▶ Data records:
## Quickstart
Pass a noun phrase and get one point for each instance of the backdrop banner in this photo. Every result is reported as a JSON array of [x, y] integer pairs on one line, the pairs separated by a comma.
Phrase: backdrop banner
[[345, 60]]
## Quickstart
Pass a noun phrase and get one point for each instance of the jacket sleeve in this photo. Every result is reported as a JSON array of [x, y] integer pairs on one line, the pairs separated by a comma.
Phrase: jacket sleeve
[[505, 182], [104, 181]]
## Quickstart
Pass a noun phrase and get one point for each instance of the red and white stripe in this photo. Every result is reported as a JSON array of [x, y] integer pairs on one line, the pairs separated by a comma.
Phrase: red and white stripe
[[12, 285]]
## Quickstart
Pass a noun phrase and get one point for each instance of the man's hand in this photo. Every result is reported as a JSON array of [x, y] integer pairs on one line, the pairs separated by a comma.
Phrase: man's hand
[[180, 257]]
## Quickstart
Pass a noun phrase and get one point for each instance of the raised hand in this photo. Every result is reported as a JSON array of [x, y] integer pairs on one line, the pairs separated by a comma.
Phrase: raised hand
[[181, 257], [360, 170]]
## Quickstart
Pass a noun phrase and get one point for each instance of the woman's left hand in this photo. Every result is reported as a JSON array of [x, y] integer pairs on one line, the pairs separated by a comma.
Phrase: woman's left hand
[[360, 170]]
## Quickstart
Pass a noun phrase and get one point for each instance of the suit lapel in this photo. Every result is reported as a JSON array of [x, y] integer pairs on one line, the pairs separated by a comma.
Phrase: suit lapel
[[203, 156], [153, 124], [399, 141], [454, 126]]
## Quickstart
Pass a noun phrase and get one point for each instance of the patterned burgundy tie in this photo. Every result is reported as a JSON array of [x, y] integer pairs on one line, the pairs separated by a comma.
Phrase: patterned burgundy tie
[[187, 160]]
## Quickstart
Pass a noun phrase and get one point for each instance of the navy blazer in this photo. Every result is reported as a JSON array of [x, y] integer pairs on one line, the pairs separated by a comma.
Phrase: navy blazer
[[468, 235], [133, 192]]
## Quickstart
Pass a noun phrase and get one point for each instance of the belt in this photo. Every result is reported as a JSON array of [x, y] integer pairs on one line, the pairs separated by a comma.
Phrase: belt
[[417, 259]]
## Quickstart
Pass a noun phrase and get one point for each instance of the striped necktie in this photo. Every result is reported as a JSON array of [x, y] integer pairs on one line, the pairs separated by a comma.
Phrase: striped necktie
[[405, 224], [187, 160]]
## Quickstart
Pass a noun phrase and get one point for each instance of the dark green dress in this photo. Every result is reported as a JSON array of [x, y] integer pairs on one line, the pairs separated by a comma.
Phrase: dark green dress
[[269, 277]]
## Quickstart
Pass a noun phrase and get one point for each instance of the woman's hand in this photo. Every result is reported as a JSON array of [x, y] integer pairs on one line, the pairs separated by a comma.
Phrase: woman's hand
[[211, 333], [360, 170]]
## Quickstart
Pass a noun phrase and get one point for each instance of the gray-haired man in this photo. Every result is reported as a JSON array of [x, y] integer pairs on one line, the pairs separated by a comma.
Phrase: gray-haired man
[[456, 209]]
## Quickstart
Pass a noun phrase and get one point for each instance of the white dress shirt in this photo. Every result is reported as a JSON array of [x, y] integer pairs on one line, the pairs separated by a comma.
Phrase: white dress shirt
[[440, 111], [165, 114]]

▶ Instruction:
Replace every "noun phrase" in the material with "search phrase" and leave everything else unchanged.

▶ Written response:
## Quickstart
Pass a search phrase and get one point for each instance of the backdrop banner in this photo. Every result is reported as a JSON array of [x, y] integer pairs on one line, the pairs separated by a comma.
Phrase: backdrop banner
[[345, 60]]
## Quickstart
Pass a search phrase and get one point for each instance of the jacket sleeve in this photo. Every result is reported as a JSON array of [x, y] integer pairs on one line, the pairs separated by a comma.
Phrase: jacket sleeve
[[505, 182], [104, 181]]
## Quickstart
Pass a search phrase and get one point for each instance of the red and white stripe in this photo. Every result is reported as a JSON array of [x, y] integer pairs on one line, the pairs separated by a comma.
Phrase: red and white stripe
[[12, 285]]
## Quickstart
Pass a search phrase and get one point for each instance of the man's hand in this photo. Every result is reported as a JSON array of [x, y] integer pairs on one line, the pairs separated by a comma.
Phrase: man's hand
[[180, 257]]
## Quickstart
Pass a search phrase and get one point for each instance of the raised hand in this photo. Every result is reported as a JSON array of [x, y] integer pairs on one line, the pairs separated by a comma.
Phrase: raised hand
[[181, 257], [360, 170]]
## Quickstart
Pass a search phrase and get one point for each instance of the woman's left hand in this photo. Every result is reported as a JSON array of [x, y] integer pairs on one line, the pairs separated by a comma.
Phrase: woman's left hand
[[360, 170]]
## Quickstart
Pass a search phrase and get one point for each instance of the suit lapel in this photo. Every result is reported as a JSON array of [x, y] integer pairs on one line, the pairs separated by a comma.
Phrase: suit lapel
[[203, 156], [153, 124], [399, 141], [454, 126]]
## Quickstart
Pass a search phrase and get one point for each instance of the patterned burgundy tie in this photo. Every result is reported as a JSON array of [x, y] integer pairs on one line, the pairs separated by a comma.
Phrase: patterned burgundy tie
[[187, 160]]
## Quickstart
Pass a search phrase and get one point for each instance of the navy blazer in this photo. Every result is reported as a JSON array of [x, y] integer pairs on one line, the pairs separated by a comma.
Phrase: navy blazer
[[468, 235], [133, 192]]
## Quickstart
Pass a search phrase and get one point for each instance of the belt in this photo. Every result is reported as a JSON array of [x, y] integer pairs on one line, the pairs separated by a comma.
Phrase: belt
[[417, 259]]
## Quickstart
Pass a search phrase and get one point for each instance of the striped necktie in this photo. Every result is reported as a JSON array of [x, y] integer pairs on one line, the pairs separated by a comma.
Phrase: striped necktie
[[405, 224], [187, 160]]
## Quickstart
Pass a search phrase and get one point for each instance of the dark green dress in this photo. Every result is reported as a JSON array of [x, y] integer pairs on one line, the pairs separated by a comma.
Phrase: dark green dress
[[269, 277]]
## Quickstart
Pass a search phrase and get one point for each instance of the woman's hand in this photo. Every result is reported as a JSON array of [x, y] integer pairs on one line, the pairs separated by a comma.
Phrase: woman's hand
[[211, 333], [360, 170]]
## Quickstart
Pass a search phrase and get one point for each instance of the gray-haired man in this photo. Every result is reported as a JSON array of [x, y] integer pairs on one line, the pairs separated by a comma.
Phrase: gray-haired man
[[456, 209]]
## Quickstart
Pass a search phrase and get one point for each instance of the white dress shirt in this photo. Every result is reported as a JSON array of [x, y] integer pairs on one line, the pairs separated by a comma.
Phrase: white dress shirt
[[440, 111], [165, 114]]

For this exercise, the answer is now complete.